**Aim**
Change every "marker" in the data below to "dot", leaving everything else unchanged. Omit the pictures from your version.

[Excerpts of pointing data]
- - - - -

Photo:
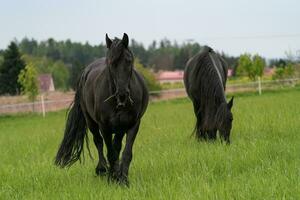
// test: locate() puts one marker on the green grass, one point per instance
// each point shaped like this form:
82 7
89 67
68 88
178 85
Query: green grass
263 161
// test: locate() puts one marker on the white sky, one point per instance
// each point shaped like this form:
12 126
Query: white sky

- - - - -

**Exercise solution**
Photo:
// test: locate() puts one dot on the green grass, one point per instance
// each point shaped like this form:
82 7
89 67
68 88
178 85
Query: green grass
263 161
// test: locate() puts one dot on the white sky, one point per instance
// each point shaped like this form:
12 126
Query: white sky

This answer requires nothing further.